— begin SUPPLIED DATA —

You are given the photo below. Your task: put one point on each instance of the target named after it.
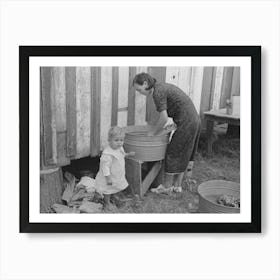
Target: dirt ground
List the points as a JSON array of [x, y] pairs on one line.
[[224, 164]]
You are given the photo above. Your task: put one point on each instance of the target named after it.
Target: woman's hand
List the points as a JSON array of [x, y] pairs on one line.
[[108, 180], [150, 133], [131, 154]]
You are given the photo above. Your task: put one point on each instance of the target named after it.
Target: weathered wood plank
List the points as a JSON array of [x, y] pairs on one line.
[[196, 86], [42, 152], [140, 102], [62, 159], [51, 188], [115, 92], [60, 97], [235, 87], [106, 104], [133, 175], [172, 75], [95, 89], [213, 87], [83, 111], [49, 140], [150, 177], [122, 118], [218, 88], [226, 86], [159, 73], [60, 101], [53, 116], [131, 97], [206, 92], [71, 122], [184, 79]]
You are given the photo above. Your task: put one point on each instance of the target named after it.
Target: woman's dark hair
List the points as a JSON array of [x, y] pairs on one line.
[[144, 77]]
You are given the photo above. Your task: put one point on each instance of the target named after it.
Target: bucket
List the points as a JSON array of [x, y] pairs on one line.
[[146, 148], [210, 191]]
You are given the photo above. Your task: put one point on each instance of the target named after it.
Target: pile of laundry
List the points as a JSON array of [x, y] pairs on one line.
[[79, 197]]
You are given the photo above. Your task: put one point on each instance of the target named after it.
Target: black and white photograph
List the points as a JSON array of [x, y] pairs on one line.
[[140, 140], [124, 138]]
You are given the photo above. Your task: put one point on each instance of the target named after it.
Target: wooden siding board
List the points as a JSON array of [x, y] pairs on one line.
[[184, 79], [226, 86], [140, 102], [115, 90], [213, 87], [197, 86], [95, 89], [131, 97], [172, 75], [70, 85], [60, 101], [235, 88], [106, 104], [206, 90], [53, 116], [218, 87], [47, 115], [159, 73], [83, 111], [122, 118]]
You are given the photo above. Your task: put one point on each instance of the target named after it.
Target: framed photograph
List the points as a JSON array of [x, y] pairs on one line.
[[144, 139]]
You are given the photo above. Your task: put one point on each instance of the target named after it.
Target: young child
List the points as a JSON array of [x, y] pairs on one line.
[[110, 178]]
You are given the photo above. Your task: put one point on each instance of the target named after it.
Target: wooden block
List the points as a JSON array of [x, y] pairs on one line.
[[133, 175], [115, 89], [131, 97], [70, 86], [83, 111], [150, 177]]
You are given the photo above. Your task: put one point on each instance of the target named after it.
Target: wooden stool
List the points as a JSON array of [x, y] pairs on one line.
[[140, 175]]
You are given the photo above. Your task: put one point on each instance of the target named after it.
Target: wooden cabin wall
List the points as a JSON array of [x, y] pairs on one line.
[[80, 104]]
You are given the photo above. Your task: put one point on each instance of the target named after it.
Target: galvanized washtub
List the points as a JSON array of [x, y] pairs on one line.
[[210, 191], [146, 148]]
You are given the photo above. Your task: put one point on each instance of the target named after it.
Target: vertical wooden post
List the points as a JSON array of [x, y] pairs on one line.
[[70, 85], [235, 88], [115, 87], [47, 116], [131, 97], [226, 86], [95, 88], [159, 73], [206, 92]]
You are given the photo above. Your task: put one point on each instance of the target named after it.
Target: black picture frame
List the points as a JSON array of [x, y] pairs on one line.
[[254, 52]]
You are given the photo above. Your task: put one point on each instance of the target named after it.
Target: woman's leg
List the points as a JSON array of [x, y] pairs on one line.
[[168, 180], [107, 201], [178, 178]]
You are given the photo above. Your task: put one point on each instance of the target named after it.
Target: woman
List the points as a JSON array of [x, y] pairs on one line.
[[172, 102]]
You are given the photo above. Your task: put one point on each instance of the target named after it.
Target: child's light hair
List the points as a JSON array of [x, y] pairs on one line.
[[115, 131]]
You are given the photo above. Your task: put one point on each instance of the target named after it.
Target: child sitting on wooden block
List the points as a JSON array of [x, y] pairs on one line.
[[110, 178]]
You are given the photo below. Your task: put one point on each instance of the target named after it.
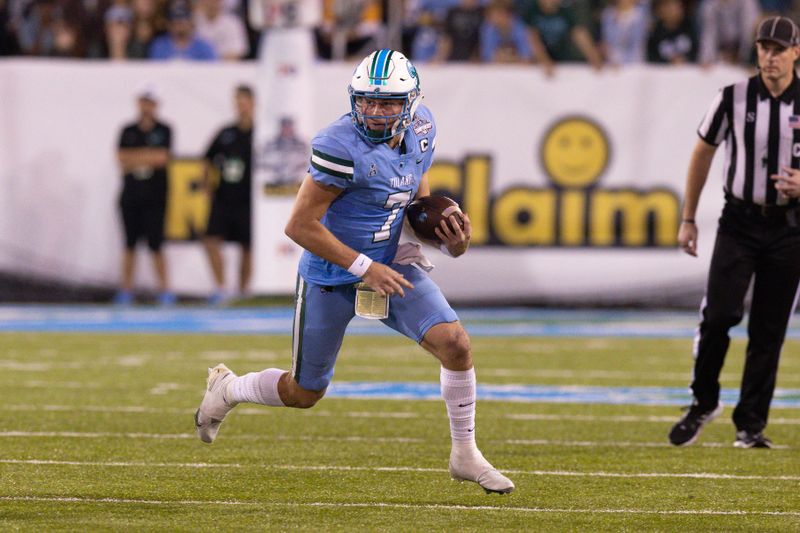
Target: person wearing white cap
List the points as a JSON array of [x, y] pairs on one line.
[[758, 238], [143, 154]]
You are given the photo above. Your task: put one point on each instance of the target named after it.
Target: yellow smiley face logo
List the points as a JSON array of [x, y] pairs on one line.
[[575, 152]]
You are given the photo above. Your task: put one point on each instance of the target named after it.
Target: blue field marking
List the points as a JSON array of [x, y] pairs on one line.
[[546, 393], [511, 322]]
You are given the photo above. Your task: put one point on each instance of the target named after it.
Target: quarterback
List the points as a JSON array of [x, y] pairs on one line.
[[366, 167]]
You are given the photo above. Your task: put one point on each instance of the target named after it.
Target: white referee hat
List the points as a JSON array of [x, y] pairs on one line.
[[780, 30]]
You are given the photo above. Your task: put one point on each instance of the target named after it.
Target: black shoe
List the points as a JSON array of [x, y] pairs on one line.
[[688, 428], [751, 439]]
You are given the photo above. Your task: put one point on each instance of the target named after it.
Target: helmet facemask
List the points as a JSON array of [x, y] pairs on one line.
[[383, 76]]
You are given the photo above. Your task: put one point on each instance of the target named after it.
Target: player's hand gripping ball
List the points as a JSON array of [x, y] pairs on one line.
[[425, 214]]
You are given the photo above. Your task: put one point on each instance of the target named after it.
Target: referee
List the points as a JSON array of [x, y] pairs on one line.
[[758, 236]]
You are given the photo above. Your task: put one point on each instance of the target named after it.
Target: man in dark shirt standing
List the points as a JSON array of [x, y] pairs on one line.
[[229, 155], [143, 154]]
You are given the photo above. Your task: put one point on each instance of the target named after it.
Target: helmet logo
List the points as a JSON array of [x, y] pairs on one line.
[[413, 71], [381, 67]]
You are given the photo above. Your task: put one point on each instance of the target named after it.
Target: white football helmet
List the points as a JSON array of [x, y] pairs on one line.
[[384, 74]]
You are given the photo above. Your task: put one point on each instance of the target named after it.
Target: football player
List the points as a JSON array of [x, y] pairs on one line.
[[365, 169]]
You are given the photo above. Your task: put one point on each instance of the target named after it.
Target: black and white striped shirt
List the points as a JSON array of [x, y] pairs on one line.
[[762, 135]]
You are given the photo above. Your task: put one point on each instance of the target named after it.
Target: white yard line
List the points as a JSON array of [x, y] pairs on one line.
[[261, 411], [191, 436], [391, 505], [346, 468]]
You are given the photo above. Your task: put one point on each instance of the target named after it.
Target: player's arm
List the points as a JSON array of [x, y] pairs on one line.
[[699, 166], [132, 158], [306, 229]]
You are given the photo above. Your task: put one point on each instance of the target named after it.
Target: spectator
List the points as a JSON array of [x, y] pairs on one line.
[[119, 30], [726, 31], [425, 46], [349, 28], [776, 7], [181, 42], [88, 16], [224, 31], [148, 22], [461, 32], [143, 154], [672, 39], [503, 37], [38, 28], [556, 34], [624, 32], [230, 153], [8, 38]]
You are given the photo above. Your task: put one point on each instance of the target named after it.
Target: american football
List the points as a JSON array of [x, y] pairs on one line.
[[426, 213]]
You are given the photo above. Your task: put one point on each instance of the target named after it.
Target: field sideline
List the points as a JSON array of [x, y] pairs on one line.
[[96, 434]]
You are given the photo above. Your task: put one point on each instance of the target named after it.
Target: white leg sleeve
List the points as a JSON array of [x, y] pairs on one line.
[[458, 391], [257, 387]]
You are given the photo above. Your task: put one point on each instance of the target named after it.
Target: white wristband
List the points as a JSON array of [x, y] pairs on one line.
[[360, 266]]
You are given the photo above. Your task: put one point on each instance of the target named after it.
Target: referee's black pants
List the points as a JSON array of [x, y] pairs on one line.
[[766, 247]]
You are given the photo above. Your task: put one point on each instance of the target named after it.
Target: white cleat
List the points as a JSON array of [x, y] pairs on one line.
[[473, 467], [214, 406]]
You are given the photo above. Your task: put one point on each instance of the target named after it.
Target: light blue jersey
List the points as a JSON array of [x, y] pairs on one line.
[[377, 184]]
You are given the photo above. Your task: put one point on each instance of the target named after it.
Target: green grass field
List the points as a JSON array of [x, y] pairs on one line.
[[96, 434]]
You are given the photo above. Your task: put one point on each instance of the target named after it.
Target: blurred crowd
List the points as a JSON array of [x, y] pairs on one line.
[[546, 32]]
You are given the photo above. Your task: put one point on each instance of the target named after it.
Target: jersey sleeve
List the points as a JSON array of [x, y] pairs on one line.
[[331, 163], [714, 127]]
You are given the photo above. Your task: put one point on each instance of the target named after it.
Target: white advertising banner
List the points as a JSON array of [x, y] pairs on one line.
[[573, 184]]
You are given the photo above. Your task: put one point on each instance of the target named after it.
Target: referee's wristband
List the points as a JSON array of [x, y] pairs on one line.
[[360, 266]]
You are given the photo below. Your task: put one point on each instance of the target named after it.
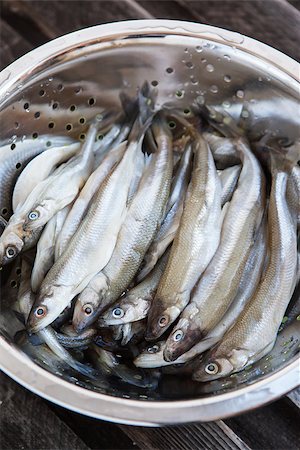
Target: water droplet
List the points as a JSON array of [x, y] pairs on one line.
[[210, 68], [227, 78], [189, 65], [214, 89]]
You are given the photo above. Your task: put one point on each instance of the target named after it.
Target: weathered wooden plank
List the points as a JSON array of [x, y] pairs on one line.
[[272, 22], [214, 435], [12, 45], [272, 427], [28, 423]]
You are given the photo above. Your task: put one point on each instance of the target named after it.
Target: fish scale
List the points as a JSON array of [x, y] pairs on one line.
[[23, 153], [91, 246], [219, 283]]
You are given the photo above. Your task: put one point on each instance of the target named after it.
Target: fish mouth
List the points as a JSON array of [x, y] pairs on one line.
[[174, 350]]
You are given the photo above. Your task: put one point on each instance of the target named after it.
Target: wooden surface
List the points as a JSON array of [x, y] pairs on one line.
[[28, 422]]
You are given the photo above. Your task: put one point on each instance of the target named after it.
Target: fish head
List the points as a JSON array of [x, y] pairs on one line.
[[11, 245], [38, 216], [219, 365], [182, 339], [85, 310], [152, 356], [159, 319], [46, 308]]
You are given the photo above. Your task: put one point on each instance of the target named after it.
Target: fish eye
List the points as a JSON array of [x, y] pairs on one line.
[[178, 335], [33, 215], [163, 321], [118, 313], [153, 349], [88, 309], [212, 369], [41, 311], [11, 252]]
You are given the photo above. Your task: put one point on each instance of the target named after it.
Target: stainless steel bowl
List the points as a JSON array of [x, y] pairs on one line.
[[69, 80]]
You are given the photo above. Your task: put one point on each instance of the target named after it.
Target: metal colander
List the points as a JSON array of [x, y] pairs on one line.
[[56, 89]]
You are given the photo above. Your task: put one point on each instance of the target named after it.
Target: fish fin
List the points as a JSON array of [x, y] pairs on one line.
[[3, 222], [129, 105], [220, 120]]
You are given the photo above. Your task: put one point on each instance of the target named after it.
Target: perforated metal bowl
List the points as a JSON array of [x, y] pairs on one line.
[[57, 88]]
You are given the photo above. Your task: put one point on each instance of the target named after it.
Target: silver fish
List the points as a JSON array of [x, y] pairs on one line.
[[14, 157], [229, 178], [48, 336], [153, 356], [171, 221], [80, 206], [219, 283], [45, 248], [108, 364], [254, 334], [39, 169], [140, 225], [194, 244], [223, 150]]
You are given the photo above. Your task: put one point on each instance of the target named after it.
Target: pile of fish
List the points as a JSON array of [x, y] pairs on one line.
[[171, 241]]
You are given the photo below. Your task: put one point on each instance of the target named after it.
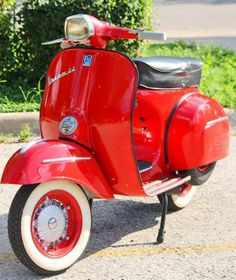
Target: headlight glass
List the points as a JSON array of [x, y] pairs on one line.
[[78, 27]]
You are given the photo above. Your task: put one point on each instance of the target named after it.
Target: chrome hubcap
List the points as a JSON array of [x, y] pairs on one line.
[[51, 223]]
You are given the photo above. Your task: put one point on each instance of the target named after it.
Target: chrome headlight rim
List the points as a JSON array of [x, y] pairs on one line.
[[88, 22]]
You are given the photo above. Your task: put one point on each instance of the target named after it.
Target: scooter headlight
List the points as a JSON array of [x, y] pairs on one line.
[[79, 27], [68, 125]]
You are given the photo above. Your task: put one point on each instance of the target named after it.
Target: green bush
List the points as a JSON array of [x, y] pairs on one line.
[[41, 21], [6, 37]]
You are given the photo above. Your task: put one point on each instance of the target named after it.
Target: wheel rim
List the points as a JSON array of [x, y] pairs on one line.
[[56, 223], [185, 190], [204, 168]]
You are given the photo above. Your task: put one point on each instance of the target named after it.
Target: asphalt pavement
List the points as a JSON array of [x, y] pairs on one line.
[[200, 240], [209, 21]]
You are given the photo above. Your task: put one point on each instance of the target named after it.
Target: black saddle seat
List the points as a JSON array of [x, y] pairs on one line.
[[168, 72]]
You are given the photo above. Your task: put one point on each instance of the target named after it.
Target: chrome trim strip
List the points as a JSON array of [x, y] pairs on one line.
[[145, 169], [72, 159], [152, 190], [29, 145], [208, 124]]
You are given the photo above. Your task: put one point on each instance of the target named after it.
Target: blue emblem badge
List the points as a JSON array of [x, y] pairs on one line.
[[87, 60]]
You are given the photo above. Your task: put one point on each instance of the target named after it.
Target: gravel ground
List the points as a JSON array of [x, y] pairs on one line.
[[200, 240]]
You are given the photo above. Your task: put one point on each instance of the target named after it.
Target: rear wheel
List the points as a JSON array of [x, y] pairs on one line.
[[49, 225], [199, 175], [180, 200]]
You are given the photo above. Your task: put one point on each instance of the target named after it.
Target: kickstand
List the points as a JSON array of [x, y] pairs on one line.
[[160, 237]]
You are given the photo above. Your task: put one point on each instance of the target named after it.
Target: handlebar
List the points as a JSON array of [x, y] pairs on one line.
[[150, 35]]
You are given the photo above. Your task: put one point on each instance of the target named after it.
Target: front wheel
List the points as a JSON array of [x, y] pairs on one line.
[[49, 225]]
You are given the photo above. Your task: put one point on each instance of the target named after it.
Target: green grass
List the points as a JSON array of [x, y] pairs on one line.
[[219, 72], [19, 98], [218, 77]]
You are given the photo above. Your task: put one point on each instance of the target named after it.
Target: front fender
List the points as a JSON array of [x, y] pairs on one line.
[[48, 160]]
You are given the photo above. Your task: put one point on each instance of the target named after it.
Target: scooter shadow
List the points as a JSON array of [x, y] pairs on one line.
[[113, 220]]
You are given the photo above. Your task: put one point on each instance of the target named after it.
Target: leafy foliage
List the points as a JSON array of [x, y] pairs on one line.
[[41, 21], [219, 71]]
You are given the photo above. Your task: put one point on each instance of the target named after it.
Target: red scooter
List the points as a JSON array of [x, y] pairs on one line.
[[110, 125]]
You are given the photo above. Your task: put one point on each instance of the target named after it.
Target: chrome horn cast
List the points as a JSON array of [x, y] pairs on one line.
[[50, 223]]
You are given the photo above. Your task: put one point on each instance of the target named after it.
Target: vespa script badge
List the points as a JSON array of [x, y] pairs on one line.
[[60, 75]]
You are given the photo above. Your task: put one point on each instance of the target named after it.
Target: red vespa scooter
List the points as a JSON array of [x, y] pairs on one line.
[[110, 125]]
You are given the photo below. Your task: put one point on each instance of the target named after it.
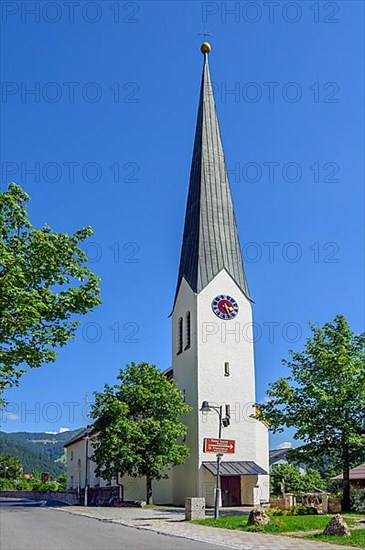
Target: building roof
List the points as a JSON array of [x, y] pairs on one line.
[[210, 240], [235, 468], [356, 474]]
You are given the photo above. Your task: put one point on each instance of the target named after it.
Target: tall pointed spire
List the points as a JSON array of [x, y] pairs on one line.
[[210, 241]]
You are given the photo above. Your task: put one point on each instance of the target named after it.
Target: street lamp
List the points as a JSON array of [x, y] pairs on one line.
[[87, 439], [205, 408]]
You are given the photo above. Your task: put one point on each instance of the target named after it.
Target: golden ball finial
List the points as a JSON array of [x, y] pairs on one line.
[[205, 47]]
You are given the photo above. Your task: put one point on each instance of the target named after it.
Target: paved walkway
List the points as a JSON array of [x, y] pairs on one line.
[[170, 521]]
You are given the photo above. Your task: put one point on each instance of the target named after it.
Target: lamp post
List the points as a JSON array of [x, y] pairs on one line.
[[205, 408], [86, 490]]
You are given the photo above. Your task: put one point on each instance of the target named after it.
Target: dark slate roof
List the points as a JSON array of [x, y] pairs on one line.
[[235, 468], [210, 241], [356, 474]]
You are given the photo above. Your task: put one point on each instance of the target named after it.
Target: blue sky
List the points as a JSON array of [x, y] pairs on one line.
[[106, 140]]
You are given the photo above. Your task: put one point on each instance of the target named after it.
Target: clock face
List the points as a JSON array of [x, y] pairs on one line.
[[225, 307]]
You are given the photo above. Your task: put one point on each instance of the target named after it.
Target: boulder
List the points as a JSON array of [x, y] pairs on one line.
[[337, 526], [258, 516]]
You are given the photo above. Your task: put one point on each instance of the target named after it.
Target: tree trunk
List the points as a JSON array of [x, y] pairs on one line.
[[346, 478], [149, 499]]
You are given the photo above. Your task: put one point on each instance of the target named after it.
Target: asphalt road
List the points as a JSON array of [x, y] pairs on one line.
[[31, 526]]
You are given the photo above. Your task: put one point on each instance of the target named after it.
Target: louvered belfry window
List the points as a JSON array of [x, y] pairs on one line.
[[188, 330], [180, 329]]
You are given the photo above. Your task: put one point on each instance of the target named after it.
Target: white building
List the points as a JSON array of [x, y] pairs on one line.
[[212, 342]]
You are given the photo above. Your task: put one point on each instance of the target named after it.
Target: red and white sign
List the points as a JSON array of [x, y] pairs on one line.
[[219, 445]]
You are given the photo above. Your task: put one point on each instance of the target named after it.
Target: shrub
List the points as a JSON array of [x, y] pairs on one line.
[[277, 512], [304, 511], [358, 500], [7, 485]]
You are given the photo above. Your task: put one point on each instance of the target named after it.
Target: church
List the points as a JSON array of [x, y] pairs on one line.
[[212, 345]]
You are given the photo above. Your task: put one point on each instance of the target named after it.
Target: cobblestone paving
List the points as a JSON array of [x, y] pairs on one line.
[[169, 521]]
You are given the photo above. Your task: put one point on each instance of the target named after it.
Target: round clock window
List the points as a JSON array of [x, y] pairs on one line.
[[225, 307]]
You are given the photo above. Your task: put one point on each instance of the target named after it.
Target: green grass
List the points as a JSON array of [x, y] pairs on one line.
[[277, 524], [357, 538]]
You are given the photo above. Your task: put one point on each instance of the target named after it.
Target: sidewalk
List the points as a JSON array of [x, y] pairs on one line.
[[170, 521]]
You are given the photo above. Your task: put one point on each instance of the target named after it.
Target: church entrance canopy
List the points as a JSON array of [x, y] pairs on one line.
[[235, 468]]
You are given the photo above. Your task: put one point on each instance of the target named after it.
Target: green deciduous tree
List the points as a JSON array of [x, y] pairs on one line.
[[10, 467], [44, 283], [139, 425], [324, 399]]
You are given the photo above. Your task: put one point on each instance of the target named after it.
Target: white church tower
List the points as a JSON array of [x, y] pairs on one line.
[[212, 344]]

— end SUPPLIED DATA —

--- INSTRUCTIONS FOR THE TASK ---
Echo the lines from the very first one through the line containing "[[224, 164]]", both ends included, and omit the pictures from your answer.

--- OUTPUT FOR THIS EXERCISE ---
You are given the photo below. Your task: put one point on each instance of the target named after it.
Target: dirt ground
List the points as a JSON array of [x, y] pairs on one line.
[[224, 164]]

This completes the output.